═════ DATASET EXCERPTS ═════

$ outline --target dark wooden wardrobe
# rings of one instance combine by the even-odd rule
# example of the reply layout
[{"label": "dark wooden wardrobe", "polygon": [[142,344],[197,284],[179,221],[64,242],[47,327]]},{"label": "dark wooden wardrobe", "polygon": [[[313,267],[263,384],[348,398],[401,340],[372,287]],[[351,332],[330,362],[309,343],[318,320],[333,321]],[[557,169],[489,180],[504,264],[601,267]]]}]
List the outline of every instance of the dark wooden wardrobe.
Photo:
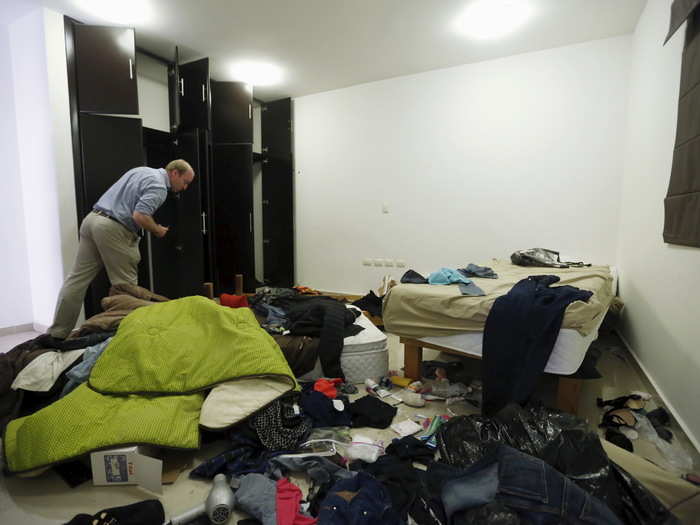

═════

_EXERCISE DETAILS_: Repeat all of the entries above exactly. Keep pictures out of it.

_SOLUTION_:
$ outline --target dark wooden wardrobe
# rings of one instance combine by the even-odd rule
# example of the reply layout
[{"label": "dark wooden wardrobe", "polygon": [[142,344],[197,284],[179,221],[64,242],[47,327]]},{"label": "dark wooden wardrobe", "polygon": [[[313,267],[263,384],[348,398],[401,340],[372,287]],[[351,332],[330,362],[309,343],[318,320],[333,321]],[[557,169],[489,180],[504,264],[601,267]]]}]
List the outline of every instance of the dark wooden wardrobe.
Photo:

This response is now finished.